Konosuba preza pelo humor, pelas falhas de caráter, idiotice, comportamento duvidoso e dualidade moral de seus personagens. Este volume não falha nisso, porém ainda podemos ver o desenvolvimento dos seus personagens rolando.


Eu não gostei muito do baixo desenvolvimento de nosso protagonista, o Kazuma. Embora já podemos ver um Kazuma bem mais a vontade e proativo no mundo em que se encontra, o que é um excelente sinal.


Aqui vemos um desenvolvimento maior de Iris e mais dados em relação aos nobres. A preocupação que Iris demonstra pelo seu reino, pelo combate ao exército de Rei Demônio e sua tenacidade em seguir lutando é impressionante.


Como já poderíamos pressupor, um personagem já deixa vestígios de que o Rei Demônio não é um mau-caráter e que, provavelmente, revelar-se-á tendo mais caráter que os humanos e demais protagonistas da obra. O que já era esperado, visto que os vilões são melhores que os protagonistas no conjunto geral delineado pelo autor.


De qualquer modo, a pequena novela demonstra sinais de desgaste e já não apresenta a mágica que apresentava no começo. Espero que os próximos volumes melhorem.

terça-feira, 26 de setembro de 2023

Acabo de ler "Amor em Segredo" de Sonia Rodrigues

 



Certos livros nos aparecem com um ar de espanto. Ao pesquisar o nome "Nelson Rodrigues", na biblioteca, deparei-me com essa curiosa obra de sua filha.


A relação "pai-filha" é tratada de forma curiosa, visto que seu pai negou-lhe a paternidade diversas vezes. A sua mãe, uma mulher apaixonada, não quis ir atrás também. A filha teve que seguir uma jornada teimosa até que tudo viesse à tona.


Não é de se espantar que o nome "Nelson Rodrigues", um dos maiores autores da história de nosso país, caísse como um trovão no céu ao ser meramente pronunciado devido a grandiosidade de sua obra que, além de excelente, é recheada de polêmicas de alta qualidade.

───

* **Desafios**:
1. Por favor, devolva a parte do trecho do texto que vai de "Eu não gostei" a "delineado pelo autor.", sem mudar nada.
2. Escreva a continuação do trecho do texto com as resenhas de livros, começando logo após a última frase.
Os registros vêm de outra fonte, sem relação com o trecho do texto.

───

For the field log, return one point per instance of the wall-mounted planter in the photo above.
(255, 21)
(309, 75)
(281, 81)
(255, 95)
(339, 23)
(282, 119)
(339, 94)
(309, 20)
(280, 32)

───

* **Lista de respostas**:
1.
Eu não gostei muito do baixo desenvolvimento de nosso protagonista, o Kazuma. Embora já podemos ver um Kazuma bem mais a vontade e proativo no mundo em que se encontra, o que é um excelente sinal.


Aqui vemos um desenvolvimento maior de Iris e mais dados em relação aos nobres. A preocupação que Iris demonstra pelo seu reino, pelo combate ao exército de Rei Demônio e sua tenacidade em seguir lutando é impressionante.


Como já poderíamos pressupor, um personagem já deixa vestígios de que o Rei Demônio não é um mau-caráter e que, provavelmente, revelar-se-á tendo mais caráter que os humanos e demais protagonistas da obra. O que já era esperado, visto que os vilões são melhores que os protagonistas no conjunto geral delineado pelo autor.

2.
O livro trás mais da figura de Nelson como pai. Além de sua relação conflituosa com a filha. Todavia não há unifocalidade no tema: há algo de autobiográfico e um quê de gênero de crônica - característica que puxou de seu pai.


Um livro que vale a pena ser lido por todo legítimo fã da obra de Nelson Rodrigues e, evidentemente, de sua continuidade sanguínea.

terça-feira, 5 de setembro de 2023

Acabo de ler "O Grande Mentecapto" de Fernando Sabino

 



Li este livro faz um tempão, todavia resolvi escrever sobre ele tão somente agora. A falta de tempo me guiou a isto. Mas como fazia tempo que nada postava, resolvi escrever-lhes agora.


O personagem é chamado de "Viramundo". Tal nome não lhe vem ao mero acaso, o nome surge devido ao fato dele estar sempre envolvido em confusão e de sempre estar alterando o rumo da história mineira com a sua fanfarronice. Quase nunca por escolha própria, mas sim porquê sua habilidade inata - ou seria má sorte? - ou o destino o quis.


Declaro que me identifiquei bastante com o personagem. E o livro é um primor do humor, fazendo que o leitor ria de tempos em tempos e sempre se lembre do livro com um doce carinho.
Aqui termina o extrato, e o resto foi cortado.